◆ Task prompt: Copy each of the following rows verbatim, one per line and in the same order.

◆ Data for this exercise:
>> START
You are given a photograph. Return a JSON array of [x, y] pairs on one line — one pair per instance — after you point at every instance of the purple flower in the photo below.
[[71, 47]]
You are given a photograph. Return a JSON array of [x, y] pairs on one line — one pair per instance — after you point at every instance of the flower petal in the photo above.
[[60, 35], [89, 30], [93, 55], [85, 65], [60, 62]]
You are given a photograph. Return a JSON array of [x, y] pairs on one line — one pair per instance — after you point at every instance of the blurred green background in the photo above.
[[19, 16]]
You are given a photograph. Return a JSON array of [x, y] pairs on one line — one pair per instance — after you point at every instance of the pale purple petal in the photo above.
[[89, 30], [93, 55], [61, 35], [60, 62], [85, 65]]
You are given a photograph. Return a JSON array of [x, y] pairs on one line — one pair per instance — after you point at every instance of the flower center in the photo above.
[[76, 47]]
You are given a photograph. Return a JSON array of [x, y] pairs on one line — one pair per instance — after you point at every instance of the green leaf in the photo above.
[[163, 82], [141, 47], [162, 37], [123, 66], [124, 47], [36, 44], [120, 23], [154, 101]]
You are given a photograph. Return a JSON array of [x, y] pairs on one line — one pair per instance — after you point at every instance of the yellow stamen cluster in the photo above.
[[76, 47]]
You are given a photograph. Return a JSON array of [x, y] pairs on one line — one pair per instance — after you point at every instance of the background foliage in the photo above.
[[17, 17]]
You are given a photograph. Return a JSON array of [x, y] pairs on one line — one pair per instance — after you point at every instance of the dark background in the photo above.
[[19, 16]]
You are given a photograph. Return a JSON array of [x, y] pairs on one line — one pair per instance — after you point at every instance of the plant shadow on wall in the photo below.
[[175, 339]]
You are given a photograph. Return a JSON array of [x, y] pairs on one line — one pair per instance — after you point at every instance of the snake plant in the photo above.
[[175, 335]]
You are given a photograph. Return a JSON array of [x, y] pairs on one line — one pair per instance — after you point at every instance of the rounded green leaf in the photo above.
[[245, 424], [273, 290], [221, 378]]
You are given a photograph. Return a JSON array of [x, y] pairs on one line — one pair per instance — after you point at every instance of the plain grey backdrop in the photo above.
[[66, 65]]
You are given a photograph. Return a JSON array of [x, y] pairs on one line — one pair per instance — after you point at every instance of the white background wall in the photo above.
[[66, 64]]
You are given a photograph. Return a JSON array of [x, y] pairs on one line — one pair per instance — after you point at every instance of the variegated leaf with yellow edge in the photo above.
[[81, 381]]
>> END
◆ Output of the exercise:
You are given a photograph. Return a JSON array of [x, y] pairs on one line — one pair per instance — after you point at every instance of the purple flower in the photo below.
[[71, 47]]
You are given a photograph. Return a JSON array of [x, y] pairs on one line — one pair per instance — after you point at every instance of the flower petal in the photo above.
[[60, 35], [89, 30], [93, 55], [85, 65], [60, 62]]
You are given a photograph. Return a JSON array of [x, y] pairs on one line — one pair per instance — after you point at every instance of the blurred green background in the photo above.
[[19, 16]]
You are given a photograph. Return a JSON array of [x, y] pairs on one line — one pair per instance — after you point at every instance of the pale purple petal in the photo above.
[[89, 30], [93, 55], [61, 35], [60, 62], [85, 65]]
You are given a photograph. Return a JSON array of [x, y] pairs on one line — one pair per instance — after you point at every instance of the flower center in the photo above.
[[76, 47]]
You are given a photograph. Return a JSON array of [x, y] pairs on one line — one pair per instance — after you point at every instance of the green leaf in the photo above.
[[163, 82], [141, 47], [162, 37], [123, 66], [124, 47], [36, 44], [120, 23], [154, 101]]
You are given a photograph. Return a JSON array of [x, y] pairs on one line — one pair per instance — after you point at every instance of the yellow stamen cluster in the photo above.
[[76, 47]]
You are given a photograph. Return a JSON array of [x, y] pairs on one line — one pair per instance — after you point at every instance of the background foliage in the photo above.
[[17, 17]]
You are given a photograph. Return a JSON array of [x, y] pairs on one line — one pair per instance — after you point at every instance of the dark background in the photo above.
[[19, 16]]
You are given a photograph. Return a JSON array of [x, y] pairs on one line — one pair per instance — after you point at every instance of the plant shadow on wall in the photo below.
[[175, 339]]
You are given a photograph. Return a JSON array of [x, y] pairs on one line — one pair per instance — after you point at every instance of the snake plant in the photo above.
[[175, 335]]
You are given a photograph. Return a JSON array of [x, y] pairs on one line — one pair per instance — after you point at every instance of the rounded green leaf in the photo above.
[[245, 424], [273, 290], [221, 378]]
You are given a photograph. Return a JSON array of [x, y] pairs on one line — one pair per instance — after you point at every instance of the plain grey backdrop in the photo above.
[[66, 65]]
You are given a photograph. Return a JSON array of [x, y] pairs on one line — one pair per instance — after you point at every instance of the white background wall in the photo above.
[[66, 64]]
You are given a photograph. Return a JSON array of [x, y] pairs on one line — one pair per instance — after you point at every instance of the variegated leaf with yellow edge in the photo above.
[[81, 381]]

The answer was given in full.